__Work required__:
Lay out each line of the listing below as a Markdown table with two columns, Row and Line. Number the rows and skip any blank lines.

--- start of Supplied material ---

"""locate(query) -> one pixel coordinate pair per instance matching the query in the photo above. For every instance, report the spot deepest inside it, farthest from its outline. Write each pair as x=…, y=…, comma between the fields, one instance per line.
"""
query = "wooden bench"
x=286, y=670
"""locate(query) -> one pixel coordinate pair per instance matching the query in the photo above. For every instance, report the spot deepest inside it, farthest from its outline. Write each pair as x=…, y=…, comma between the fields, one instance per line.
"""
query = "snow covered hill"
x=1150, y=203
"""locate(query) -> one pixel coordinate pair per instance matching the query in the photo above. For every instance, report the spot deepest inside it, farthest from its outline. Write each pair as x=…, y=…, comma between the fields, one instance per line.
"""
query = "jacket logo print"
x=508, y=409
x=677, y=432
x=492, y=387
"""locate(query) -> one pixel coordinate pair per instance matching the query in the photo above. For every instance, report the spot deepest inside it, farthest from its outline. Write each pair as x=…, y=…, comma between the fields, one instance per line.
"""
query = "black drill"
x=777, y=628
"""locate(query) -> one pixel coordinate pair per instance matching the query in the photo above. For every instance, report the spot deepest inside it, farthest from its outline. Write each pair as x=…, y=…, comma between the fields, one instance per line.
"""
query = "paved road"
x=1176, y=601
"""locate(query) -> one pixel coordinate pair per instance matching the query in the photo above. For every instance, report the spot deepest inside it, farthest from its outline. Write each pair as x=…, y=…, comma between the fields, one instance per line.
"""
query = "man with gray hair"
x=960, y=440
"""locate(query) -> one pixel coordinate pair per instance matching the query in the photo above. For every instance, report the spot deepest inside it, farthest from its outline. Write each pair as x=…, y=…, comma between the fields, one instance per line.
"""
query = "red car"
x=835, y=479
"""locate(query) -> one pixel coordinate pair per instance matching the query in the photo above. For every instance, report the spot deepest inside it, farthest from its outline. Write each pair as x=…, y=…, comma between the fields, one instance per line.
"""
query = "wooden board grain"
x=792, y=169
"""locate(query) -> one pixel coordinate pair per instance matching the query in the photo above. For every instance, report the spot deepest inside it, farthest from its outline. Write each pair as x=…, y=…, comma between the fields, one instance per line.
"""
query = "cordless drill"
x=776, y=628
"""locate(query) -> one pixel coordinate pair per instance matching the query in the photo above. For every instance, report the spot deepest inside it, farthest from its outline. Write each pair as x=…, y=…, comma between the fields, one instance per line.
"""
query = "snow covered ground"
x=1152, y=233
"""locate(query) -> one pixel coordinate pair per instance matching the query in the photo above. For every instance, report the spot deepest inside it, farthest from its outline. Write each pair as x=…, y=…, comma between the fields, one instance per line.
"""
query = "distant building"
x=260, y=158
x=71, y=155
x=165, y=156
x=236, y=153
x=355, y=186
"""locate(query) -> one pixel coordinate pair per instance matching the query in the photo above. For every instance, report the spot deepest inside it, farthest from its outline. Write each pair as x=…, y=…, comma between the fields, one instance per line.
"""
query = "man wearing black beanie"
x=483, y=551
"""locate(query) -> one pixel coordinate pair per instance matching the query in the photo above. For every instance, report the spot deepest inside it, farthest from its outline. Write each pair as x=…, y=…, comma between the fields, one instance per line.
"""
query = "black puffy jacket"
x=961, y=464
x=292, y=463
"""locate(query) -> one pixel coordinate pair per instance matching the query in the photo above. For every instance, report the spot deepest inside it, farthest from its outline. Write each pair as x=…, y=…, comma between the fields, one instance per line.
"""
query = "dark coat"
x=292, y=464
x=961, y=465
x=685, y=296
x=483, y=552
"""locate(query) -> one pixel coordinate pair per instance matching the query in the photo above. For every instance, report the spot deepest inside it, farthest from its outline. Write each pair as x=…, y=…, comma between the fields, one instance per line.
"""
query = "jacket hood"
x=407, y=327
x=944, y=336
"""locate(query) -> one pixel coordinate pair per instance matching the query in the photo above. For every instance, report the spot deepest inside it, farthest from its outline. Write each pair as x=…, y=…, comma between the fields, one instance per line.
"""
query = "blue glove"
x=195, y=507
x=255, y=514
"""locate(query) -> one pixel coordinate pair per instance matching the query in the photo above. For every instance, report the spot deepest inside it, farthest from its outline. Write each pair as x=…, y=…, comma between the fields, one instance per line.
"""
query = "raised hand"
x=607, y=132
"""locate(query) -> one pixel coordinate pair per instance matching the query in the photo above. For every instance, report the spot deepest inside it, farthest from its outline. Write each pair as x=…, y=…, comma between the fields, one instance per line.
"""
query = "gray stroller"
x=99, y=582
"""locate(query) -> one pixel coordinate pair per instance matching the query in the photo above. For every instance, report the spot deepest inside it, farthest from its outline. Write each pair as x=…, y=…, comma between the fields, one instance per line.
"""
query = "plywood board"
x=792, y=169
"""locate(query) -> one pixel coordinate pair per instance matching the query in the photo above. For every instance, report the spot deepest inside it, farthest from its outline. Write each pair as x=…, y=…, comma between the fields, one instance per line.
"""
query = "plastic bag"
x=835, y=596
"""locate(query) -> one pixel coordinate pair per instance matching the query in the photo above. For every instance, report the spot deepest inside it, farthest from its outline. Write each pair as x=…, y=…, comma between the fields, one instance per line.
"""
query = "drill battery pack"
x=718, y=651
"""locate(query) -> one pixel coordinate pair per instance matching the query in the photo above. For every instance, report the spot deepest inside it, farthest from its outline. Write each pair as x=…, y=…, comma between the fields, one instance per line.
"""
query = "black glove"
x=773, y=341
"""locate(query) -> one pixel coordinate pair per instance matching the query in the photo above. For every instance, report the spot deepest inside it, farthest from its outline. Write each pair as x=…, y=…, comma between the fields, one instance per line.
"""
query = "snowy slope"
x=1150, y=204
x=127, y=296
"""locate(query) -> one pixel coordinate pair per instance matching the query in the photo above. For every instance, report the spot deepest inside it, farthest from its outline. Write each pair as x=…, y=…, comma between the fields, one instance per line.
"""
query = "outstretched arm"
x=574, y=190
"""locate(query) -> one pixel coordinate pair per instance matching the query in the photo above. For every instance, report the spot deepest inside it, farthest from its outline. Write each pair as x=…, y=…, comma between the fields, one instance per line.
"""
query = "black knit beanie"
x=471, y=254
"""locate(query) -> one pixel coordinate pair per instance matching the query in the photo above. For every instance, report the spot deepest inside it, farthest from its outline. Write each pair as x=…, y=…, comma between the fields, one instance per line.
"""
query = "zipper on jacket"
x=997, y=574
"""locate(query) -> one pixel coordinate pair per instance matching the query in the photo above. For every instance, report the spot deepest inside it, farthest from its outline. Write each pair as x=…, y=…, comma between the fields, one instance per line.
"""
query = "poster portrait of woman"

--- end of Supplied material ---

__Solution to the exercise__:
| Row | Line |
|---|---|
| 1 | """locate(query) -> one pixel coordinate pair per instance matching the query in the photo above. For every instance, report the spot deepest inside it, farthest from its outline. Write each pair as x=…, y=…, comma between the fields, one instance per line. |
| 2 | """ |
| 3 | query = "wooden bench" |
| 4 | x=286, y=670 |
| 5 | """locate(query) -> one pixel coordinate pair per instance matching the query in the photo above. For every instance, report the spot deepest inside it, farthest from its outline. Write each pair as x=…, y=…, comma between the fields, one instance per line. |
| 6 | """ |
| 7 | query = "snow covered hill" |
| 8 | x=1150, y=203 |
| 9 | """locate(query) -> one pixel coordinate pair per instance matching the query in the photo above. For every instance, report the spot deepest inside it, farthest from its outline. Write each pair as x=…, y=…, comma between the fields, one instance per line. |
| 10 | """ |
| 11 | query = "jacket logo print" |
| 12 | x=508, y=409 |
| 13 | x=677, y=432 |
| 14 | x=492, y=387 |
| 15 | """locate(query) -> one pixel coordinate pair per instance matching the query in the photo above. For every instance, report the spot deepest inside it, farthest from its outline. Write each pair as x=…, y=…, comma between the fields, one instance per line. |
| 16 | """ |
| 17 | query = "black drill" |
| 18 | x=777, y=628 |
| 19 | """locate(query) -> one pixel coordinate pair per instance matching the query in the photo above. For every instance, report the spot deepest inside it, farthest from its outline. Write each pair as x=…, y=…, comma between the fields, one instance per line. |
| 20 | """ |
| 21 | query = "paved road" |
| 22 | x=1176, y=601 |
| 23 | """locate(query) -> one pixel coordinate pair per instance matching the query in the photo above. For every instance, report the spot deepest inside it, farthest from its outline. Write each pair as x=…, y=…, comma between the fields, one instance per line. |
| 24 | """ |
| 25 | query = "man with gray hair" |
| 26 | x=960, y=440 |
| 27 | """locate(query) -> one pixel coordinate pair per instance matching the query in the photo above. For every instance, report the spot deepest inside it, farthest from its outline. Write each pair as x=…, y=…, comma between the fields, one instance per line. |
| 28 | """ |
| 29 | query = "red car" |
| 30 | x=835, y=479 |
| 31 | """locate(query) -> one pixel coordinate pair per instance matching the query in the photo above. For every instance, report the spot deepest inside it, farthest from its outline. Write each pair as x=…, y=…, comma between the fields, one instance per line. |
| 32 | """ |
| 33 | query = "wooden board grain" |
| 34 | x=792, y=169 |
| 35 | """locate(query) -> one pixel coordinate pair per instance matching the query in the photo above. For every instance, report the spot deepest inside it, farthest from its outline. Write each pair as x=…, y=…, comma between the fields, one instance per line. |
| 36 | """ |
| 37 | query = "cordless drill" |
| 38 | x=776, y=628 |
| 39 | """locate(query) -> one pixel coordinate pair per instance matching the query in the photo above. For every instance, report the spot deepest inside it, farthest from its outline. Write each pair as x=…, y=…, comma between the fields, one instance per line. |
| 40 | """ |
| 41 | query = "snow covered ground" |
| 42 | x=1152, y=233 |
| 43 | """locate(query) -> one pixel coordinate pair per instance matching the query in the photo above. For every instance, report the spot deepest inside it, farthest from its outline. Write each pair as x=…, y=…, comma between the fields, one instance per line. |
| 44 | """ |
| 45 | query = "distant building" |
| 46 | x=260, y=158 |
| 47 | x=71, y=155 |
| 48 | x=165, y=156 |
| 49 | x=236, y=153 |
| 50 | x=355, y=186 |
| 51 | """locate(query) -> one pixel coordinate pair per instance matching the query in the photo above. For every instance, report the spot deepest inside it, farthest from its outline. Write each pair as x=…, y=…, comma between the fields, one instance per line. |
| 52 | """ |
| 53 | query = "man wearing black beanie" |
| 54 | x=483, y=551 |
| 55 | """locate(query) -> one pixel coordinate pair per instance matching the query in the photo above. For every instance, report the spot deepest inside it, farthest from its outline. Write each pair as x=…, y=…, comma between the fields, one instance per line. |
| 56 | """ |
| 57 | query = "black puffy jacket" |
| 58 | x=961, y=464 |
| 59 | x=292, y=463 |
| 60 | """locate(query) -> one pixel coordinate pair per instance matching the query in the photo above. For every instance, report the spot deepest inside it, farthest from its outline. Write each pair as x=…, y=…, comma between the fields, one instance per line. |
| 61 | """ |
| 62 | query = "dark coat" |
| 63 | x=292, y=464 |
| 64 | x=961, y=465 |
| 65 | x=685, y=296 |
| 66 | x=483, y=552 |
| 67 | """locate(query) -> one pixel coordinate pair per instance matching the query in the photo above. For every instance, report the spot deepest inside it, farthest from its outline. Write each pair as x=…, y=…, comma between the fields, one instance per line. |
| 68 | """ |
| 69 | query = "jacket hood" |
| 70 | x=407, y=327 |
| 71 | x=944, y=336 |
| 72 | """locate(query) -> one pixel coordinate pair per instance matching the query in the photo above. For every instance, report the spot deepest inside it, farthest from its outline. Write each pair as x=…, y=…, comma between the fields, one instance per line. |
| 73 | """ |
| 74 | query = "blue glove" |
| 75 | x=195, y=507 |
| 76 | x=255, y=514 |
| 77 | """locate(query) -> one pixel coordinate pair per instance matching the query in the photo above. For every instance, report the spot deepest inside it, farthest from its outline. Write each pair as x=…, y=…, comma between the fields, one instance per line. |
| 78 | """ |
| 79 | query = "raised hand" |
| 80 | x=607, y=132 |
| 81 | """locate(query) -> one pixel coordinate pair per instance matching the query in the photo above. For every instance, report the spot deepest inside it, farthest from its outline. Write each pair as x=…, y=…, comma between the fields, one instance per line. |
| 82 | """ |
| 83 | query = "gray stroller" |
| 84 | x=99, y=582 |
| 85 | """locate(query) -> one pixel coordinate pair per instance matching the query in the photo above. For every instance, report the spot deepest inside it, farthest from its outline. Write each pair as x=…, y=…, comma between the fields, one instance per line. |
| 86 | """ |
| 87 | query = "plywood board" |
| 88 | x=792, y=169 |
| 89 | """locate(query) -> one pixel coordinate pair per instance matching the query in the photo above. For every instance, report the spot deepest inside it, farthest from its outline. Write each pair as x=…, y=…, comma between the fields, one instance per line. |
| 90 | """ |
| 91 | query = "plastic bag" |
| 92 | x=835, y=596 |
| 93 | """locate(query) -> one pixel coordinate pair per instance matching the query in the photo above. For every instance, report the spot deepest inside it, farthest from its outline. Write each pair as x=…, y=…, comma between the fields, one instance per line. |
| 94 | """ |
| 95 | query = "drill battery pack" |
| 96 | x=718, y=651 |
| 97 | """locate(query) -> one pixel coordinate pair per instance matching the query in the photo above. For every instance, report the spot deepest inside it, farthest from its outline. Write each pair as x=…, y=…, comma between the fields, one instance per line. |
| 98 | """ |
| 99 | query = "black glove" |
| 100 | x=773, y=341 |
| 101 | """locate(query) -> one pixel coordinate pair per instance matching the query in the photo above. For every instance, report the spot deepest inside it, farthest from its outline. Write each pair as x=…, y=…, comma between the fields, one instance per line. |
| 102 | """ |
| 103 | query = "snowy slope" |
| 104 | x=1150, y=204 |
| 105 | x=127, y=296 |
| 106 | """locate(query) -> one pixel coordinate pair per instance matching the query in the photo above. For every instance, report the spot deepest inside it, farthest from its outline. Write each pair as x=…, y=…, comma between the fields, one instance per line. |
| 107 | """ |
| 108 | query = "outstretched arm" |
| 109 | x=574, y=190 |
| 110 | """locate(query) -> one pixel coordinate pair per instance matching the query in the photo above. For every instance, report the spot deepest inside it, farthest from its outline. Write each pair as x=…, y=…, comma between the fields, one instance per line. |
| 111 | """ |
| 112 | query = "black knit beanie" |
| 113 | x=471, y=254 |
| 114 | """locate(query) -> one pixel coordinate pair per instance matching the query in the photo above. For every instance, report the spot deepest inside it, farthest from its outline. Write each pair as x=…, y=…, comma between the fields, one instance per line. |
| 115 | """ |
| 116 | query = "zipper on jacket" |
| 117 | x=997, y=574 |
| 118 | """locate(query) -> one pixel coordinate pair per instance matching the query in the photo above. For every instance, report the spot deepest inside it, farthest from its outline. Write each pair as x=…, y=…, comma between the fields, one instance per line. |
| 119 | """ |
| 120 | query = "poster portrait of woman" |